AIM OF THE TASK: Copy the following lines verbatim, leaving every one unchanged.
# # # #
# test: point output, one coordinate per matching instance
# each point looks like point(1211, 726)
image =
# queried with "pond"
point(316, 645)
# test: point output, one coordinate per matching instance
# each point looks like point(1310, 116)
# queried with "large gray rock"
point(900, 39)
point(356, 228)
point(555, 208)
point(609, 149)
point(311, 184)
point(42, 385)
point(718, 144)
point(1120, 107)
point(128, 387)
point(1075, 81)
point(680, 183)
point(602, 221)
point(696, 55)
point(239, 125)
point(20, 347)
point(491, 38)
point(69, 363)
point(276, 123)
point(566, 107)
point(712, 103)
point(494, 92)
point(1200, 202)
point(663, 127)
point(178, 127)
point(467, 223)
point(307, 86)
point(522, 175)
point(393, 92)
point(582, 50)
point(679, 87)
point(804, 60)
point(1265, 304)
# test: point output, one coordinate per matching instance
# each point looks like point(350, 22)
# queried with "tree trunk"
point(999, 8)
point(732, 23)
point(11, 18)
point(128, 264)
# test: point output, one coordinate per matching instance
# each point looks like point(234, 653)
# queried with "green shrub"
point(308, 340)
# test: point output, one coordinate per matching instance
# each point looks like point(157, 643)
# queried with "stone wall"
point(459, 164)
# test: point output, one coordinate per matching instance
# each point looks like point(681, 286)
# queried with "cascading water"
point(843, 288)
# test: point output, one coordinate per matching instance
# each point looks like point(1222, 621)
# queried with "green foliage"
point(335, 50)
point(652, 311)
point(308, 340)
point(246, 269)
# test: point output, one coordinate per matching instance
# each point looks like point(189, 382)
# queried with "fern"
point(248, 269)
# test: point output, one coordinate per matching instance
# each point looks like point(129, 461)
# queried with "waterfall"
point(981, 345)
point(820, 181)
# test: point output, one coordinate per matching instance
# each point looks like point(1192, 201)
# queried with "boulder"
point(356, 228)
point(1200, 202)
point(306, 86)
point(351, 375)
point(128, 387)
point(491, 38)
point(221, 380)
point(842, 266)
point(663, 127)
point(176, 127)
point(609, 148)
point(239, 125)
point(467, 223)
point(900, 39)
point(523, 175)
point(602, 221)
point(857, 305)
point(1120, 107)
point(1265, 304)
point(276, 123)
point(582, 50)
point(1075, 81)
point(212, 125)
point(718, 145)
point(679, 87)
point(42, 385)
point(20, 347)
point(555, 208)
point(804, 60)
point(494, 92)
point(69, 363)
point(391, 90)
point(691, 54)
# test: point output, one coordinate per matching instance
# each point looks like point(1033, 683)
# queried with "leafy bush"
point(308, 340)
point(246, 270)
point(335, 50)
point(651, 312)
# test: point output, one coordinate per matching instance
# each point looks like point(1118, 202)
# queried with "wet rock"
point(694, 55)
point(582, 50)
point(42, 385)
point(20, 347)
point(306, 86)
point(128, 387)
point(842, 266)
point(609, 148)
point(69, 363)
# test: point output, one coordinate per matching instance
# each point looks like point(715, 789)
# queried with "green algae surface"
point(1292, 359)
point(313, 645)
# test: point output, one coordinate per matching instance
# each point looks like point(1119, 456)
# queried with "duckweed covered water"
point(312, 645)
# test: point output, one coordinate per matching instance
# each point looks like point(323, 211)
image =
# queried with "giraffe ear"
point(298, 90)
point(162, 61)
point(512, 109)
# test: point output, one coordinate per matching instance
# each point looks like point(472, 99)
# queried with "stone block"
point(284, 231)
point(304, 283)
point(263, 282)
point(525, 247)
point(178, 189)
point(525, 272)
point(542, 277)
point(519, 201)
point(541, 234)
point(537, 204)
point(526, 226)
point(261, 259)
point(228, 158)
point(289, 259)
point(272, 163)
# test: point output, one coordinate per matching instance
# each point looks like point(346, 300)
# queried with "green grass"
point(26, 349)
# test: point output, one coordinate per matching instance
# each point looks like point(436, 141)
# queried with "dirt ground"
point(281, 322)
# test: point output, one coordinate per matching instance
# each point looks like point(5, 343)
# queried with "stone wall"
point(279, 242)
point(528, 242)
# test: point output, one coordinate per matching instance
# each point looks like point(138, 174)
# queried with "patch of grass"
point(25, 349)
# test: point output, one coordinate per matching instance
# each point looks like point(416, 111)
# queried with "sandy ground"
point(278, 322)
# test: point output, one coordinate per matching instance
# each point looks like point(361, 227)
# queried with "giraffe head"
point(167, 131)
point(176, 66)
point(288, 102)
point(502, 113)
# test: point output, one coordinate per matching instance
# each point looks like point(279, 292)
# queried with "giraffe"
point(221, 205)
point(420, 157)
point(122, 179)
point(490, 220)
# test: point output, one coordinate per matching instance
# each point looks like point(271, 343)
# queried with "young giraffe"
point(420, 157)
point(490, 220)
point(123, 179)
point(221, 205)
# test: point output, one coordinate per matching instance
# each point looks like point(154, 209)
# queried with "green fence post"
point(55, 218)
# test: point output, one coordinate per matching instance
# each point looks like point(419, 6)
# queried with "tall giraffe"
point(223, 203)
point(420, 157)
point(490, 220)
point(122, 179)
# # # #
RESULT:
# test: point output, one coordinate per matching instance
# each point looks like point(1211, 726)
image =
# queried with "pond"
point(316, 645)
# test: point output, one coordinate per matching instance
# each point looks like point(1310, 116)
# queried with "large gray rock"
point(900, 39)
point(356, 228)
point(555, 208)
point(609, 149)
point(311, 184)
point(42, 385)
point(718, 144)
point(1120, 107)
point(128, 387)
point(1075, 81)
point(680, 183)
point(602, 221)
point(696, 55)
point(239, 125)
point(20, 347)
point(491, 38)
point(69, 363)
point(276, 123)
point(566, 107)
point(712, 103)
point(494, 92)
point(1200, 202)
point(663, 127)
point(178, 127)
point(467, 223)
point(307, 86)
point(522, 175)
point(393, 92)
point(582, 50)
point(679, 87)
point(804, 60)
point(1265, 304)
# test: point output, one coordinate per matching instance
# each point looks like point(350, 22)
# queried with "tree trunk"
point(999, 8)
point(732, 23)
point(11, 18)
point(128, 264)
# test: point output, one coordinate per matching instance
# each point looks like point(234, 653)
# queried with "green shrub"
point(308, 340)
# test: point output, one coordinate per matching instance
# each point looks like point(157, 643)
# queried with "stone wall"
point(459, 164)
# test: point output, one coordinate per matching instance
# each point looks like point(681, 286)
# queried with "cascading water"
point(843, 288)
# test: point output, one coordinate per matching instance
# each point looks like point(1222, 621)
# queried with "green foliage"
point(335, 50)
point(652, 311)
point(308, 340)
point(246, 269)
# test: point output, one coordinate per matching instance
# each point looks like point(189, 382)
# queried with "fern"
point(248, 269)
# test: point output, one coordinate per matching instance
# each point looks like point(129, 461)
# queried with "waterfall"
point(981, 345)
point(820, 181)
# test: point output, one coordinate per matching instance
# each point looks like point(1192, 201)
# queried with "boulder"
point(356, 228)
point(1200, 202)
point(306, 86)
point(351, 375)
point(128, 387)
point(491, 38)
point(221, 380)
point(842, 266)
point(663, 127)
point(176, 127)
point(609, 148)
point(239, 125)
point(467, 223)
point(900, 39)
point(523, 175)
point(602, 221)
point(857, 305)
point(1120, 107)
point(1265, 304)
point(276, 123)
point(582, 50)
point(1075, 81)
point(212, 125)
point(718, 145)
point(679, 87)
point(42, 385)
point(20, 347)
point(555, 208)
point(804, 60)
point(494, 92)
point(69, 363)
point(391, 90)
point(691, 54)
# test: point output, one coordinate per matching instance
# each point looks like point(1033, 683)
# queried with "leafy bush"
point(308, 340)
point(246, 270)
point(335, 50)
point(651, 312)
# test: point output, one coordinate per matching instance
# each point looks like point(1118, 202)
# queried with "wet rock"
point(694, 55)
point(582, 50)
point(42, 385)
point(20, 347)
point(306, 86)
point(128, 387)
point(842, 266)
point(609, 148)
point(69, 363)
# test: point output, one coordinate per matching instance
# each point looks like point(715, 789)
# queried with "green algae surface"
point(1292, 359)
point(313, 645)
# test: point output, one coordinate per matching instance
# each point looks like point(1119, 456)
# queried with "duckweed covered water"
point(312, 645)
# test: point output, one coordinate per matching instance
# each point looks like point(323, 211)
image =
# queried with "giraffe ear"
point(298, 90)
point(162, 61)
point(512, 109)
# test: point output, one coordinate per matching instance
# each point looks like point(472, 99)
# queried with "stone block"
point(284, 231)
point(304, 283)
point(263, 282)
point(525, 247)
point(178, 189)
point(525, 272)
point(542, 277)
point(519, 201)
point(541, 234)
point(537, 204)
point(526, 226)
point(261, 259)
point(228, 158)
point(289, 259)
point(272, 163)
# test: point output, one coordinate per matching instance
# each point looks like point(346, 300)
# queried with "green grass"
point(26, 349)
# test: point output, one coordinate per matching instance
# each point looks like point(436, 141)
# queried with "dirt ground"
point(281, 322)
# test: point output, one coordinate per matching instance
# each point looks like point(5, 343)
# queried with "stone wall"
point(279, 242)
point(528, 242)
# test: point output, one coordinate per matching instance
# each point looks like point(138, 174)
# queried with "patch of grass"
point(25, 349)
# test: point output, one coordinate per matching instance
# each point looks like point(416, 111)
# queried with "sandy ground"
point(278, 322)
# test: point output, one coordinate per matching instance
# each point looks like point(361, 227)
# queried with "giraffe head"
point(167, 131)
point(176, 66)
point(288, 102)
point(502, 113)
# test: point output, one coordinate per matching instance
# each point looks like point(279, 292)
# queried with "giraffe"
point(221, 205)
point(420, 157)
point(122, 179)
point(490, 220)
# test: point output, one coordinate per matching instance
# each point looks like point(271, 343)
# queried with "young giraffe"
point(420, 157)
point(490, 220)
point(123, 179)
point(221, 205)
# test: point output, one coordinate per matching instance
# each point looks like point(154, 209)
# queried with "green fence post"
point(55, 218)
# test: point output, one coordinate per matching instance
# each point looks like point(419, 6)
# queried with "tall giraffe"
point(223, 203)
point(420, 157)
point(490, 220)
point(122, 179)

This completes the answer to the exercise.